▸ DIRECTIONS:
1 > Answer these from the patch discussion:
(a) Who posted the reply shown?
(b) On what date did Kiryl Shutsemau write the message being answered?
(c) According to Hugh Dickins, which patch version fixes the changes David Hildenbrand lists?
2 > In the patch discussion, why would the last, unaligned part of a file not be mapped by PMDs, and which version fixes this?

Re: [PATCHv2 1/2] mm/memory: Do not populate page table entries beyond i_size

Posted by Hugh Dickins 3 months, 1 week ago

On Wed, 29 Oct 2025, Kiryl Shutsemau wrote:
> On Wed, Oct 29, 2025 at 01:31:45AM -0700, Hugh Dickins wrote:
> > On Mon, 27 Oct 2025, David Hildenbrand wrote:
> > ...
> > > 
> > > Just so we are on the same page: this is not about which folio sizes we
> > > allocate (like what Baolin fixed) but what/how much to map.
> > > 
> > > I guess this patch here would imply the following changes
> > > 
> > > 1) A file with a size that is not PMD aligned will have the last (unaligned
> > > part) not mapped by PMDs.
> > > 
> > > 2) Once growing a file, the previously-last-part would not be mapped by PMDs.
> > 
> > Yes, the v2 patch was so, and the v3 patch fixes it.

▸ DATA:
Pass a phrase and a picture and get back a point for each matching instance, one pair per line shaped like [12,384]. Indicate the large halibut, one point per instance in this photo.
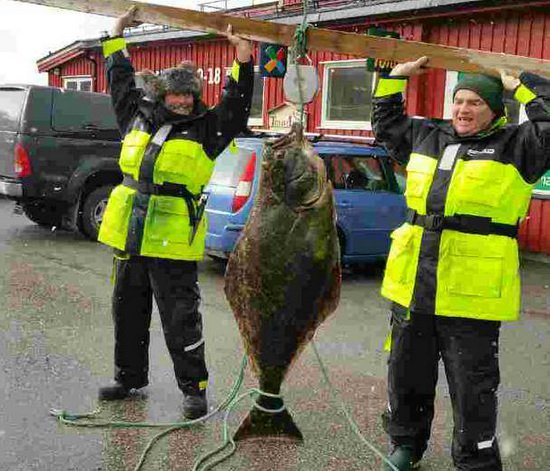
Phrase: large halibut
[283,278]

▸ RESULTS:
1 >
(a) Hugh Dickins
(b) Wednesday, 29 Oct 2025
(c) The v3 patch

2 > David Hildenbrand gives it as an effect of the patch under discussion, titled "Do not populate page table entries beyond i_size," which concerns how much to map rather than which folio sizes to allocate. Hugh Dickins confirms the v2 patch behaved this way and says the v3 patch fixes it.